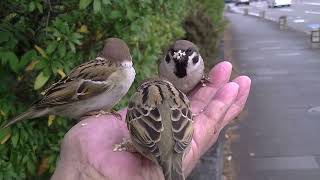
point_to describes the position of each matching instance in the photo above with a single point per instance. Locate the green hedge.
(41, 41)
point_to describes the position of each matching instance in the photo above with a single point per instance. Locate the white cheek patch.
(192, 66)
(178, 55)
(126, 63)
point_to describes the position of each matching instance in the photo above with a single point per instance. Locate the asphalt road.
(301, 15)
(280, 137)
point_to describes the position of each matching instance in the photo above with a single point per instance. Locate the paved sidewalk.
(280, 137)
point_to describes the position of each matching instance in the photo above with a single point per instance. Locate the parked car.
(247, 2)
(228, 1)
(278, 3)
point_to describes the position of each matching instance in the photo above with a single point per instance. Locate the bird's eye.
(195, 59)
(189, 52)
(171, 51)
(167, 58)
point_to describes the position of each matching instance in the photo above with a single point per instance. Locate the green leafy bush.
(41, 41)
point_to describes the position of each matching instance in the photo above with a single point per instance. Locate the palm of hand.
(87, 149)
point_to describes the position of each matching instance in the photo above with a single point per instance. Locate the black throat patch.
(181, 68)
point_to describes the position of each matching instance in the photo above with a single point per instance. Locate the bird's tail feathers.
(172, 170)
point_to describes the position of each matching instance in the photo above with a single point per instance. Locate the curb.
(232, 9)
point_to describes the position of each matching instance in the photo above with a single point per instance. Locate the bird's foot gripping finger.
(125, 145)
(205, 79)
(116, 114)
(197, 114)
(95, 113)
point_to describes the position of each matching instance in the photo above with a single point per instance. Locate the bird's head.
(184, 56)
(117, 51)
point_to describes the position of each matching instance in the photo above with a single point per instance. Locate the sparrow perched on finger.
(182, 65)
(95, 85)
(160, 124)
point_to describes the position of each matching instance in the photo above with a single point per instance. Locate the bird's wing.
(83, 82)
(145, 121)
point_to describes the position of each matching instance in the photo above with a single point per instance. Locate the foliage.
(41, 41)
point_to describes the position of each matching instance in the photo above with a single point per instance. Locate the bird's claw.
(125, 145)
(205, 79)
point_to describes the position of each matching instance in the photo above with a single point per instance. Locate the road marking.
(289, 54)
(267, 41)
(312, 12)
(270, 48)
(312, 3)
(298, 20)
(240, 49)
(286, 163)
(287, 10)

_____

ASSIGNMENT: Omit the pictures. Transcribe every record exactly.

ANSWER:
point_to describes the position of each matching instance in the photo above with a single point per instance. Locate the green hedge.
(41, 41)
point_to describes the position of each matching instance in the photo above with a single point per instance. Locate the white cheek patch.
(192, 66)
(178, 55)
(126, 63)
point_to describes the position of each matching instance in the photo above with a single point per instance. Locate the asphalt road.
(301, 15)
(280, 137)
point_to describes the position of each matching instance in the photo above with a single point per instance. Locate the paved sidewalk.
(280, 137)
point_to describes the position of each matching instance in the photo above with a single point per instance. Locate the parked car.
(247, 2)
(228, 1)
(278, 3)
point_to describes the position of each matching instance in the photo above with a single point per instance. Locate the bird's eye.
(195, 59)
(189, 52)
(171, 51)
(167, 58)
point_to describes the position of each matching instance in the photo above with a single point per instance. Locate the green leafy bush.
(41, 41)
point_to describes the position of each matching instance in the photo above with a single point per instance. Locate the palm of hand.
(87, 149)
point_to describes the position of each matching instance in the photo above with a single point per instance. Locate the black throat patch.
(181, 68)
point_to describes the position of each matching instance in the photo above with a single point per instance. Locate the bird's tail feathers.
(172, 170)
point_to describes the position of each matching instance in the photo above with a single point per instance. Locate the curb.
(232, 9)
point_to describes the position of each matching instance in the photo above with a single point per instance. Locate the bird's foot gripping finger.
(125, 145)
(205, 79)
(116, 114)
(197, 114)
(95, 113)
point_to describes the position of each matching instance in the photo above with a single point per instance. Locate the bird's head.
(184, 56)
(117, 51)
point_to describes the position of each matching instance in the photo above with a single point per instance. Locate the sparrow perched on finger.
(182, 65)
(95, 85)
(160, 124)
point_to describes the position of each matching instance in the photo above with a single point per instance. Locate the bird's wing.
(83, 82)
(145, 121)
point_to describes the position of each matching instance in the photo above with a single point per instance. Locate the foliage.
(41, 41)
point_to describes the position of each matching instance in the photo above with a single point per instance. Locate the bird's claw.
(125, 145)
(205, 79)
point_to describes the position of each matching instance in the photo above with a single point per instance. Locate the road marking.
(289, 54)
(267, 41)
(312, 12)
(270, 48)
(312, 3)
(298, 20)
(240, 49)
(286, 163)
(287, 10)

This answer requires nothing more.